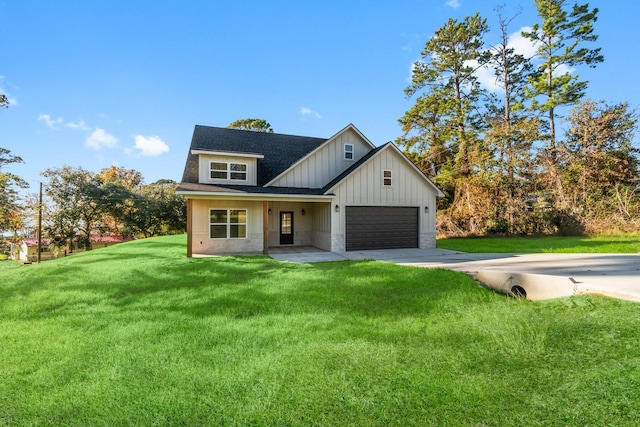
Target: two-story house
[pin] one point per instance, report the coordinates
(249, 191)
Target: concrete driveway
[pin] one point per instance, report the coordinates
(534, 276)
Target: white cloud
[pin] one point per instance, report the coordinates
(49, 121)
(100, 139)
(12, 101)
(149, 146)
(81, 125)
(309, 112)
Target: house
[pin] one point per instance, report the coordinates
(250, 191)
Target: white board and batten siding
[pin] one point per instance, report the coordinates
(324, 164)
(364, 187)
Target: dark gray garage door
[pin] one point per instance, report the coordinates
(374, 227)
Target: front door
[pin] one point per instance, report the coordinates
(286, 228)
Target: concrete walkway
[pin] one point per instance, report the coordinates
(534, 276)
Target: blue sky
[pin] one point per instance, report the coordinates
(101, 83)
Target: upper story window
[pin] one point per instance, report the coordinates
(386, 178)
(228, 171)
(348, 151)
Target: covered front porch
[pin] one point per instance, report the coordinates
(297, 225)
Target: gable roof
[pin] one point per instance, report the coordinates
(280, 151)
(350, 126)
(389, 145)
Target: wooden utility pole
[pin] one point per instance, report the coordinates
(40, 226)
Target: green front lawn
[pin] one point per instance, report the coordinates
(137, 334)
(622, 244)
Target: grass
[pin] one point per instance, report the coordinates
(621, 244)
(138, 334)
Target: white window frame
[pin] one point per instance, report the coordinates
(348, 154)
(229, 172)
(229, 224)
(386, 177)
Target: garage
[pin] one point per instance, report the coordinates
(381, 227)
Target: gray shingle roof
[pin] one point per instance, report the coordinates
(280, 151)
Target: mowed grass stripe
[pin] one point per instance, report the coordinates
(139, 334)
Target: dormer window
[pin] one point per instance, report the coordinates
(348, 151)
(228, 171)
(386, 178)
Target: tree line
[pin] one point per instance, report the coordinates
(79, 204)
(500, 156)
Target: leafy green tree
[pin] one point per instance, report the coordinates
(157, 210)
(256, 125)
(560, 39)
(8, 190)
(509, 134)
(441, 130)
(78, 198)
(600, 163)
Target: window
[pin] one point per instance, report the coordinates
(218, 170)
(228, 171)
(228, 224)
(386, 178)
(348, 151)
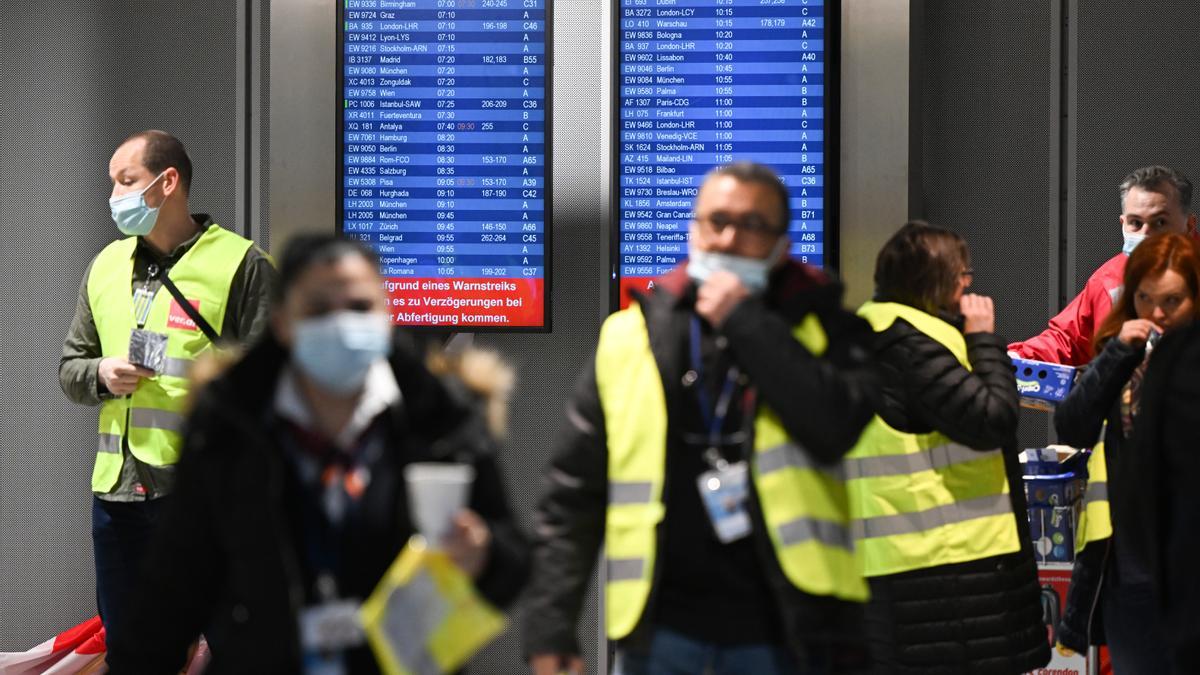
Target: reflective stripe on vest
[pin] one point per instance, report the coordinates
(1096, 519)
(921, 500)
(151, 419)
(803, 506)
---------------
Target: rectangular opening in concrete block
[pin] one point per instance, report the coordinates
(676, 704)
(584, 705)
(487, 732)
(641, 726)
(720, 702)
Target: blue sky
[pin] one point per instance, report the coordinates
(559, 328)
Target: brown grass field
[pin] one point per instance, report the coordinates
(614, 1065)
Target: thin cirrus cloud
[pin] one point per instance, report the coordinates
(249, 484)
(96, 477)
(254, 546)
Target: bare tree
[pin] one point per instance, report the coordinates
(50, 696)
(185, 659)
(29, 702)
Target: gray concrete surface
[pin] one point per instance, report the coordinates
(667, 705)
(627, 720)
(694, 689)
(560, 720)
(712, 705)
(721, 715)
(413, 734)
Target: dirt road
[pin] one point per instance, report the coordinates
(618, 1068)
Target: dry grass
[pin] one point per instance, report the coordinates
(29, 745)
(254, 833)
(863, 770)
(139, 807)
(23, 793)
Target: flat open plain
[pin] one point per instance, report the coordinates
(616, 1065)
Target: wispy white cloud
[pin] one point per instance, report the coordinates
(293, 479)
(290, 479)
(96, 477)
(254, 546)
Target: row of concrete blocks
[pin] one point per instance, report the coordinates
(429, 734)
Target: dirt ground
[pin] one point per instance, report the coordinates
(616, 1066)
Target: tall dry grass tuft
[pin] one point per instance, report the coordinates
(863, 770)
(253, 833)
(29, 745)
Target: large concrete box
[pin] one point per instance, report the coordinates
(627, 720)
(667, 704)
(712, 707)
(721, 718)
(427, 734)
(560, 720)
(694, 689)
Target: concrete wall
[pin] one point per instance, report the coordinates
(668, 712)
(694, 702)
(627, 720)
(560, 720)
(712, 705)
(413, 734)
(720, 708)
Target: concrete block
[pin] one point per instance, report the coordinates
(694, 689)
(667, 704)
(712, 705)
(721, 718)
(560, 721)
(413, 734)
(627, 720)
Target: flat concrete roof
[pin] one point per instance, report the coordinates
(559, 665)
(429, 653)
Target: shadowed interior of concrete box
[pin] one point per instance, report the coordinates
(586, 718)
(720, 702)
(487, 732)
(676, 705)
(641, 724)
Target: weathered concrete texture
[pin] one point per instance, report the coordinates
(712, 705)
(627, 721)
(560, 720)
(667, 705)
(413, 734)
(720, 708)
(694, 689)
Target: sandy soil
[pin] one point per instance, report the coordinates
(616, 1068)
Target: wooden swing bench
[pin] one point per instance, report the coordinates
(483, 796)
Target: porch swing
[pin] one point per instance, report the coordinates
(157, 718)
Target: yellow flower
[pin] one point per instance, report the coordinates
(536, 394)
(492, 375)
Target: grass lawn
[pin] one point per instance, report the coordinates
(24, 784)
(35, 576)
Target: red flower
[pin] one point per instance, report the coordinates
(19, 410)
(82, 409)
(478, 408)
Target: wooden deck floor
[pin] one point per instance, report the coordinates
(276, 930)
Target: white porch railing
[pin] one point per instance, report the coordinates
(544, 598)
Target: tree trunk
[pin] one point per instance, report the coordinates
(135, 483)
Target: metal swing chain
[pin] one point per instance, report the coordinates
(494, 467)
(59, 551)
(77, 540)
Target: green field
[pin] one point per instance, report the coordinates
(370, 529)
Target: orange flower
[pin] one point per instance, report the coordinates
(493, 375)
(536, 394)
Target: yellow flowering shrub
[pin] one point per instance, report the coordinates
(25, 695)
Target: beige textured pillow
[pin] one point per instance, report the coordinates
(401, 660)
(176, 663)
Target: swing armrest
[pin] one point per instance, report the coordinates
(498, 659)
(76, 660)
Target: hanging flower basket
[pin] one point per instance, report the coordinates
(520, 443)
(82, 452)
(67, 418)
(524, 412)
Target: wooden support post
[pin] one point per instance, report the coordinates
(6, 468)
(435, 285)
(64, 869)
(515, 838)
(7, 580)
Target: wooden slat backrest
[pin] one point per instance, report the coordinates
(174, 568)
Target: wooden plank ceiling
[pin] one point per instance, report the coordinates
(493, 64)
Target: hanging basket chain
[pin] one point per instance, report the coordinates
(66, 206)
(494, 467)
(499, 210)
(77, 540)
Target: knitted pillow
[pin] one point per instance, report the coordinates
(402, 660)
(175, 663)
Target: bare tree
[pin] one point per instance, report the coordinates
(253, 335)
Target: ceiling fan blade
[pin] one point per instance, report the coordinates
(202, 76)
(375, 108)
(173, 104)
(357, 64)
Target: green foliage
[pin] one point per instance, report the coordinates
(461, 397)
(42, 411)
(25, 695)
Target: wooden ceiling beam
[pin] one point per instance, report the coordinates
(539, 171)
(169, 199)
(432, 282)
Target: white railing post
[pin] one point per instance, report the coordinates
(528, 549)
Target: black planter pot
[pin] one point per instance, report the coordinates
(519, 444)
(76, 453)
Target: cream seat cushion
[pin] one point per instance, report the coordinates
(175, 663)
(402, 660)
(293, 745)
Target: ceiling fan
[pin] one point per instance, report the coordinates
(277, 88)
---------------
> [YOUR GOAL]:
Identify each line in the two blocks above that contains the word "yellow" and copy those lines in full. Case counts, so a match must have the same capitalization.

> [FINAL RESULT]:
Target: yellow flower
Target: yellow flowering shrub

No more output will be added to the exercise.